▸ SÉRIE DE CONSIGNES:
1. Recopiez le passage de l'article sur la réforme religieuse en Chine allant de « Sans constituer une » à « la source Asianews.it. », en substituant « analyste » à « observateur ».
2. Poursuivez l'article sur la réforme religieuse en Chine à partir de sa dernière phrase.

▸ TEXTE EXTRAIT:
Le Congrès national du peuple a voté mercredi, en Chine, une réforme proposée par le Comité central du parti communiste chinois visant à placer les différentes confessions religieuses sous contrôle direct du Parti – une mesure effective d’ici à la fin de l’année. Parmi ces religions, on compte évidemment toutes les confessions chrétiennes et en particulier la religion catholique. Si certains chrétiens se contentent de dire que cela ne changera rien, vu que la répression et la persécution dont ils souffrent continueront comme avant, d’autres sont plus inquiets. On peut en tout cas supposer que le Comité central n’a pas imposé ce changement pour rien. Le Bureau des affaires religieuses, jusqu’ici sous l’autorité du Conseil d’Etat, est passé sous celle du parti communiste dans le cadre d’une série de réformes plus larges régissant les structures du parti et les institutions de l’Etat, et ce dans un sens tout à fait déterminé.
Voici ce qu’en dit un professeur protestant : « C’est un changement important depuis l’ère Mao. Elle révèle en réalité l’expansion sans limite du pouvoir du Parti. »
Réforme des institutions en Chine : le bureau des affaires religieuses sous contrôle du Parti
Les religions rejoindront l’ensemble des dossiers gérés par le Département de travail du front uni, organe du comité central du Parti chargé de gérer les relations avec les « élites » non communistes, qu’il s’agisse d’individus ou d’organisations. Le même département exerce son autorité sur les affaires des Chinois de l’étranger sur la commission des affaires ethniques, qui étaient également jusqu’ici sous l’autorité du Conseil d’Etat.
Sans constituer une révolution, le changement pourrait donner à d’autres départements, comme celui de la sécurité nationale, de la sécurité publique et aux autorités chargées de la construction et de l’éducation un nouveau droit de regard sur la gestion des affaires religieuses, a fait remarquer un observateur chinois sous condition d’anonymat à la source Asianews.it.
Pour Eric Lai, commentateur catholique de Hong Kong, les choses vont même plus loin. Selon lui, le parti communiste chinois cherche désormais à utiliser activement la religion comme outil de maintien de la stabilité. Cela n’a rien de nouveau, souligne-t-il : « Un exemple ? L’Eglise russe orthodoxe contribue activement à la sauvegarde du régime de Poutine. A l’avenir, si le Vatican et la Chine signent un accord officiel, l’Eglise catholique de Chine prendra-t-elle le chemin du maintien de la stabilité comme le fait l’Eglise russe orthodoxe, ou aura-t-elle une véritable autonomie religieuse afin de prêcher dans ce pays ? Dans la situation actuelle, il ne fait aucun doute que la première solution soit la plus probable. »

Entrées d'étiquetage de l'emplacement des images:

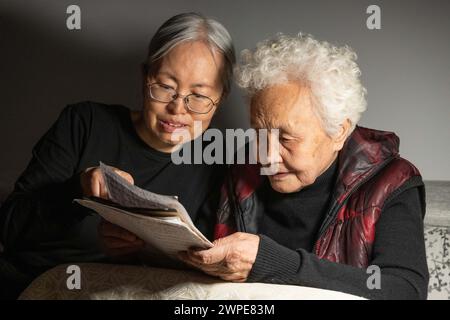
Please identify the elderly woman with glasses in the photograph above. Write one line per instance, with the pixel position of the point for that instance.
(186, 76)
(343, 211)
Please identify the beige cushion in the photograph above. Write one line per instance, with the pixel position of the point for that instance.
(104, 281)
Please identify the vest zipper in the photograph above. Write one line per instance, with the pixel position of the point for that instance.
(331, 217)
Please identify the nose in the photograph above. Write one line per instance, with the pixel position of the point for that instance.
(269, 148)
(177, 106)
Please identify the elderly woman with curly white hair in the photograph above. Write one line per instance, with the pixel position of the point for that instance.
(344, 211)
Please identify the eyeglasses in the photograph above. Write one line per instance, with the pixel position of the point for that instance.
(196, 103)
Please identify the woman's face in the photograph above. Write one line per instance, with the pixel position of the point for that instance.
(189, 68)
(305, 149)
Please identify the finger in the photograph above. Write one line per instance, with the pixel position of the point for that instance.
(211, 256)
(102, 190)
(124, 175)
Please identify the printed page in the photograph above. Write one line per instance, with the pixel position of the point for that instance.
(169, 235)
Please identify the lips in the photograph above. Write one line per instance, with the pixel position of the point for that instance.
(171, 126)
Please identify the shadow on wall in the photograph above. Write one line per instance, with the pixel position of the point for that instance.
(44, 69)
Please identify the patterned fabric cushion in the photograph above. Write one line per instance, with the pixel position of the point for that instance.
(437, 240)
(104, 281)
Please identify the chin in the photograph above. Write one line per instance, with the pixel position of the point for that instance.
(284, 186)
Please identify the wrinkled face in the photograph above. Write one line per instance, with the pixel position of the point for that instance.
(188, 68)
(305, 149)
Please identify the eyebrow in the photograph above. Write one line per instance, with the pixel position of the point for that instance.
(195, 85)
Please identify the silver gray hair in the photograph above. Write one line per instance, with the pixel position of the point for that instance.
(330, 72)
(194, 27)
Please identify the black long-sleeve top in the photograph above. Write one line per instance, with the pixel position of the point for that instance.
(41, 227)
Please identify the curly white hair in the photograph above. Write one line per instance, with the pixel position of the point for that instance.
(330, 72)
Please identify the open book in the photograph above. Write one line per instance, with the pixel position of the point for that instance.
(161, 221)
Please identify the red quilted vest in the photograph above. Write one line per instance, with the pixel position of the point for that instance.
(370, 171)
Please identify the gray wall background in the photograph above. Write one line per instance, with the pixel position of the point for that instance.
(43, 66)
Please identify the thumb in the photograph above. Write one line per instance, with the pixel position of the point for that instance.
(125, 175)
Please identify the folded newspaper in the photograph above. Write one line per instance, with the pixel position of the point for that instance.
(160, 220)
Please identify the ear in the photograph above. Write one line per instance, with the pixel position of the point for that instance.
(340, 138)
(144, 72)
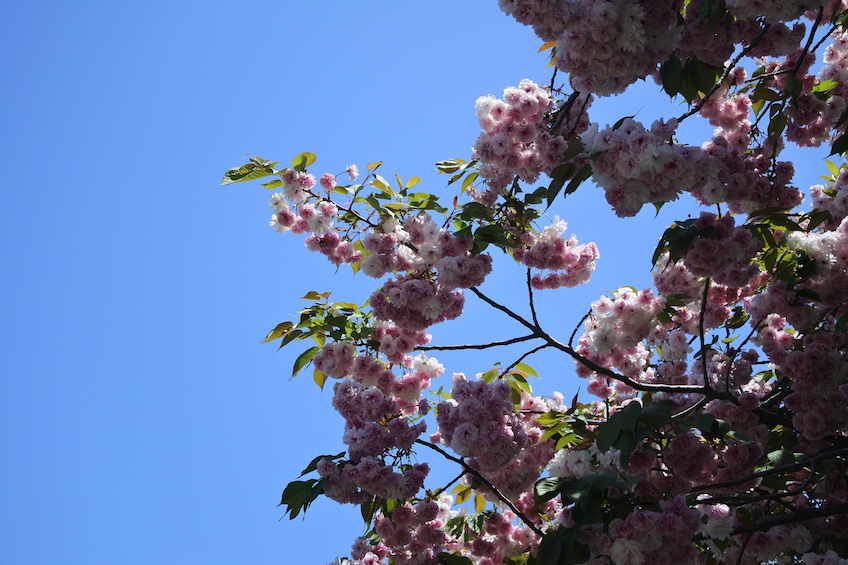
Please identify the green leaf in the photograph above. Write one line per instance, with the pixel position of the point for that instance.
(313, 465)
(825, 86)
(559, 176)
(781, 457)
(303, 359)
(671, 74)
(624, 419)
(656, 414)
(246, 173)
(279, 331)
(547, 488)
(550, 550)
(793, 86)
(303, 160)
(298, 495)
(449, 165)
(840, 145)
(581, 175)
(776, 126)
(276, 183)
(319, 378)
(467, 181)
(524, 368)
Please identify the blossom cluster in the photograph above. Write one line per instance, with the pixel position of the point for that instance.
(516, 138)
(571, 262)
(636, 166)
(478, 422)
(606, 45)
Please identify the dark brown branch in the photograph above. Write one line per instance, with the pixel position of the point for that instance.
(792, 467)
(526, 355)
(538, 332)
(701, 330)
(800, 515)
(697, 107)
(473, 346)
(485, 482)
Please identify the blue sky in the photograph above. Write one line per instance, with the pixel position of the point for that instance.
(141, 421)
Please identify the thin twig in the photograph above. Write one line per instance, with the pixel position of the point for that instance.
(474, 346)
(485, 482)
(526, 355)
(697, 107)
(530, 295)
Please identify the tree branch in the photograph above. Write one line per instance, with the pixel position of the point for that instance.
(697, 107)
(485, 482)
(472, 346)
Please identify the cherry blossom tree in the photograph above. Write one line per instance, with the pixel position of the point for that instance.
(719, 429)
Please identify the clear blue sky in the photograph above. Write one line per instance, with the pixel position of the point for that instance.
(141, 421)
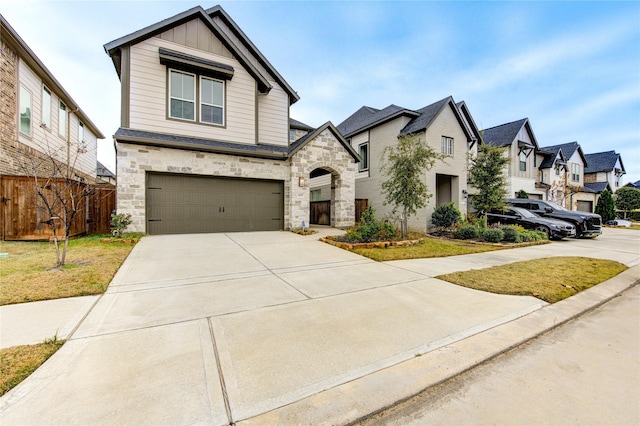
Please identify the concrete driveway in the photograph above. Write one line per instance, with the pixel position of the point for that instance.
(221, 328)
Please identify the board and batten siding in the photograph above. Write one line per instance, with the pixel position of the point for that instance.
(148, 96)
(49, 141)
(273, 117)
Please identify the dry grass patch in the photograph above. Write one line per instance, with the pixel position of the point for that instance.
(550, 279)
(29, 275)
(18, 362)
(431, 247)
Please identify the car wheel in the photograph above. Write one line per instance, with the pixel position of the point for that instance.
(544, 229)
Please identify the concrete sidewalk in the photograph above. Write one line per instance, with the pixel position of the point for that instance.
(279, 328)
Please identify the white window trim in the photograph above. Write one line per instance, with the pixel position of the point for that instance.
(45, 105)
(446, 145)
(201, 102)
(30, 107)
(366, 160)
(62, 127)
(194, 101)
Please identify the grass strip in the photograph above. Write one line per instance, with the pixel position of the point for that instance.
(28, 273)
(18, 362)
(551, 279)
(431, 247)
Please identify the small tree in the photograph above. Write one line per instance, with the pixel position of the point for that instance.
(487, 175)
(60, 193)
(606, 207)
(627, 199)
(405, 164)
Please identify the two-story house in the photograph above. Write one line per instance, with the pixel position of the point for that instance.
(604, 170)
(520, 144)
(39, 123)
(446, 126)
(205, 141)
(565, 164)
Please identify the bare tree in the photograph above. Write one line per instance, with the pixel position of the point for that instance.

▸ RÉSULTATS DE L'EXERCICE:
1.
Sans constituer une révolution, le changement pourrait donner à d’autres départements, comme celui de la sécurité nationale, de la sécurité publique et aux autorités chargées de la construction et de l’éducation un nouveau droit de regard sur la gestion des affaires religieuses, a fait remarquer un analyste chinois sous condition d’anonymat à la source Asianews.it.

2.
Le parti communiste chinois met la main sur les religions
Le professeur protestant cité plus haut, Ying Fuk-Stang, estime que le fait de confier la religion, théoriquement protégée par les droits fondamentaux des citoyens affirmés par la constitution, au pouvoir direct du Parti, constitue une « ingérence directe par rapport aux droits fondamentaux des citoyens » : « Cette forme de régression est très certainement négative par rapport au développement de la liberté religieuse en Chine. » Et d’ajouter : « Je ne peux que me demander si le Vatican se rend compte de cela ou s’il croit encore à la pensée magique selon laquelle la liberté de religion en Chine avance vers la lumière et que la liberté religieuse des citoyens chinois sera pleinement protégée. Ou bien, le Saint-Siège a-t-il choisi une autre interprétation pour justifier le leadership du Parti par rapport aux religions, croyant que cela pourrait créer un espace de liberté plus important pour les religions en Chine grâce à ses propres efforts ? »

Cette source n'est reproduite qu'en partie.